§ Texto fuente:
<<<<
XXX Domingo del Tiempo Ordinario, Ciclo C.
San Lucas 18, 9-14: El pecado y los pecadosAutor: Padre Pedrojosé Ynaraja
NOs he descrito varias veces, mis queridos jóvenes lectores, como era el Templo de Jerusalén, pero no me canso de repetirlo, porque existen muchas confusiones. Se trataba de una gran extensión elevada, rodeada de unos soportales que servían, entre otras cosas, para dictar lo que hoy llamaríamos cursillos de doctorado o lecciones de master (no os riáis de mí, todavía no he asimilado el lenguaje del plan bolonia). El enorme espacio libre, estaba destinado a los cambistas y mercaderes, deambulaban por él cualquier clase de personas. Una balaustrada delimitaba el espacio destinado a la vida religiosa exclusiva de los fieles judíos. Unas inscripciones avisaban que el que no lo era, si la traspasaba, se jugaba la vida. En Estambul, en un museo, conservan un ejemplar de estas lápidas, que nunca he podido ver. El gran recinto era el santuario,. Lo primero que encontraba en judío, hombre o mujer, era una plazoleta. En sus cuatro esquinas había unas pequeñas habitaciones destinadas a guardar la leña para los sacrificios, el dinero de las limosnas, el aceite para las lámparas o el recinto para observar a aquellos que querían saber con certeza que no habían sufrido lepra, tarea encomendada a ciertos sacerdotes. El ambiente que se respiraba en el espacio central era ya eminentemente religioso y se le llamaba atrio de las mujeres, porque a ellas les estaba permitido acceder, obviamente, si eran judías.
Pasada una puerta se entraba en el patio más religioso, solo a los varones les
estaba permitido permanecer en él. Allí se levantaba el altar de los
holocaustos, el gran depósito para las abluciones, llamado mar de bronce, y se
movían con soltura los levitas ocupados en los sagrados menesteres. Para que nos
entendamos, y si sabéis de quienes se trata, os diría que eran una especie de
sacristanes. Al recinto más sagrado: santo y santo de los santos llamamos a sus
dos espacios, solo entraban los sacerdotes en momentos muy especiales.
(No os confundáis con las sinagogas, que abundaban por todo Israel y en el mismo
Jerusalén. Otro día tendré ocasión de comentároslas)
Los protagonistas de la parábola del presente domingo, seguramente estarían
situados en el atrio de los varones. Uno, el fariseo, se situaría cerca del
altarcito de los perfumes, próximo también a la menorá, el gran candelabro de
los siete brazos. El otro, el pobre y marginado socialmente, el publicano, lejos
de la entrada al lugar santo. Cercano a la puerta que daba al atrio de las
mujeres, tímidamente acurrucado.
>>>>
§ Registros de datos:
<<<<
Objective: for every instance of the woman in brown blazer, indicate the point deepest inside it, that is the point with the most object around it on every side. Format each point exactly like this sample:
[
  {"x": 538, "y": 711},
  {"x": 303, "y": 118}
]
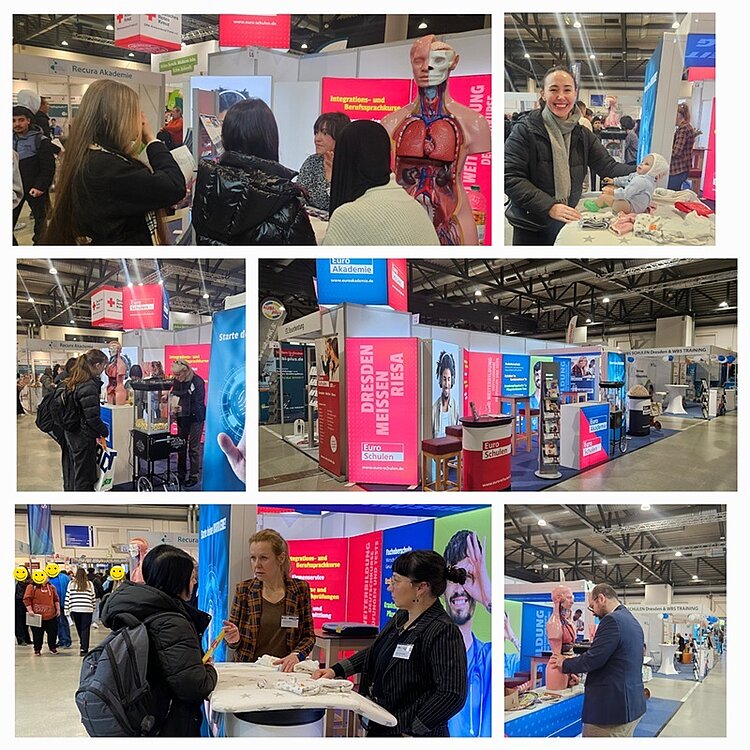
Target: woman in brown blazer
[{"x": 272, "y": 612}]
>>>>
§ Qué debes hacer:
1. Traduce al inglés esta oración del texto sobre el Templo de Jerusalén: "Una balaustrada delimitaba el espacio destinado a la vida religiosa exclusiva de los fieles judíos."
2. Vuelve a escribir sin ningún cambio el tramo del texto sobre el Templo de Jerusalén que va desde "Pasada una puerta" hasta "ocasión de comentároslas)".
3. Indica si cada afirmación concuerda con el texto sobre el Templo de Jerusalén, respondiendo sí o no y citando literalmente las palabras del texto que lo deciden. (a) Solo los varones podían permanecer en el patio más religioso. (b) El mar de bronce era el gran candelabro de siete brazos. (c) Quien escribe ha visto en un museo de Estambul una de las lápidas con inscripciones.

§ Respuestas del ejercicio:
1. A balustrade marked off the space reserved for the religious life exclusive to the Jewish faithful.

2.
Pasada una puerta se entraba en el patio más religioso, solo a los varones les
estaba permitido permanecer en él. Allí se levantaba el altar de los
holocaustos, el gran depósito para las abluciones, llamado mar de bronce, y se
movían con soltura los levitas ocupados en los sagrados menesteres. Para que nos
entendamos, y si sabéis de quienes se trata, os diría que eran una especie de
sacristanes. Al recinto más sagrado: santo y santo de los santos llamamos a sus
dos espacios, solo entraban los sacerdotes en momentos muy especiales.
(No os confundáis con las sinagogas, que abundaban por todo Israel y en el mismo
Jerusalén. Otro día tendré ocasión de comentároslas)

3.
(a) Sí: "solo a los varones les estaba permitido permanecer en él".
(b) No: "el gran depósito para las abluciones, llamado mar de bronce".
(c) No: "En Estambul, en un museo, conservan un ejemplar de estas lápidas, que nunca he podido ver".